# Text segment
┄┄┄┄┄┄

200 STORIES, FEATURING MARIDETH SISCO
As Missouri Folk Arts staff continues to share 200 stories over the course of 52 weeks in 2021, we occasionally will feature guest portraits composed by community scholars. Previously, we shared a story by Marideth Sisco about the late Jennie Cummings, founder of the Missouri Cowboy Poetry Festival. That story was based on interviews and research that Sisco conducted in 2019. Additionally, our recent post about the Old-time Music, Ozark Heritage Festival was deeply informed by Sisco’s research report. Today, we share something a little different–a self-portrait of one of Missouri’s celebrated storytellers and vocalists. We hope you enjoy author Marideth Sisco’s portrait of storyteller Marideth Sisco, about how she came to be a storyteller and how she learned to teach her apprentices to be storytellers, too.
VOICES IN THE DARK
by Marideth Sisco
I was a storyteller before I had language. My earliest memories are front porches and firesides, the nighttime filled with the voices of my family conveying humor, love, and sadness, telling our stories.
Once I had language, I began interpreting the tales they told when the family gathered at day’s end, telling what happened, pondering what it meant. In deep summer darkness, stories mingled with the soft flutter of a folded newspaper as they fanned away the heat. In winter, it was flickering firelight, the wood- or coal-scented air, the sudden bitter draft as someone entered or left the one room where the heat was kept. And always the stories. And songs. My grandmother’s cracked soprano. Uncle Tom’s clear tenor. Voices entwining in the dark, inscribing the boundaries of my world.
One thing I learned early was that if I curled up beneath or behind a chair and feigned sleep, I might hear the really good stories they saved for after the children were asleep. How Daddy’s brother Bob stole his in-law’s timber. The unfortunate Lyle Harvey, shot by his wife’s lover as he tried to tell the man he could have her. Molly’s son, Dorris, who never returned from the war. They were people I only knew of by name. It didn’t matter. They were characters in an ongoing fable of who we were as a family. As I grew older, I joined to weave in stories where I was one of the characters.
One day, my aunts, who ran a grocery store, gave me a candy bar, and I decided that other kids should have one, too. So I started offering the customers’ children a candy bar. It didn’t last. But the telling of it lasted until after I was tired of it. And then there was the time Uncle Leonard played Santa Claus. In trying to escape when I followed him out the door, he fell over the wood pile, and I remarked that, “When Santa Claus cusses, he sounds just like Uncle Leonard.” That story was told until everyone was gone who had heard it. I had become part of the larger story . . .
Somewhere in those very early years, Great Uncle Tom discovered that, due to my having absorbed some of those songs sung at night when I wasn’t supposed to be awake, I could actually carry a tune. And remember a lyric. So he decided to teach me the popular songs of the day, just to see if I could do it. I was happy to oblige.
Tom and his wife Nancy operated the Butterfield Hotel, where we all lived in the early 1940s, and bolstered his income by working as a clerk for a local auctioneer. Sometimes he tended me and would cart me along to auctions and, when the action was slow or stopped, he would stand me up on a crate and tell me to sing a song. And I would. I never learned about stage fright and have never suffered it. I sang “Harbor Lights” and “Slow Boat to China” and “Sentimental Journey” to country farmers. And everybody loved me. How could they not? I was something short of three years old.

┄┄┄┄┄┄

# Data provided

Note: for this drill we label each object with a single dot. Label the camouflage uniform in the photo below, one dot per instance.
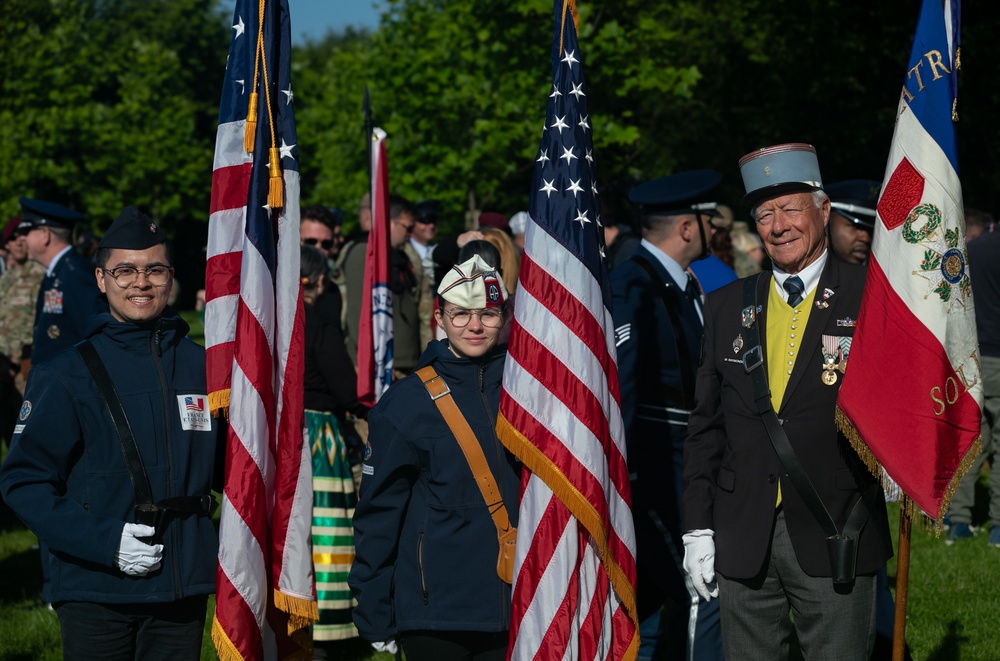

┄┄┄┄┄┄

# Stated problem 1
Quote the storytelling piece starting at "One thing I" and ending at "of the characters.".
# Stated problem 2
In the storytelling piece, which hotel did Tom and Nancy operate?
The lines above stand apart from the storytelling piece.

# Written reply 1
One thing I learned early was that if I curled up beneath or behind a chair and feigned sleep, I might hear the really good stories they saved for after the children were asleep. How Daddy’s brother Bob stole his in-law’s timber. The unfortunate Lyle Harvey, shot by his wife’s lover as he tried to tell the man he could have her. Molly’s son, Dorris, who never returned from the war. They were people I only knew of by name. It didn’t matter. They were characters in an ongoing fable of who we were as a family. As I grew older, I joined to weave in stories where I was one of the characters.

# Written reply 2
The Butterfield Hotel.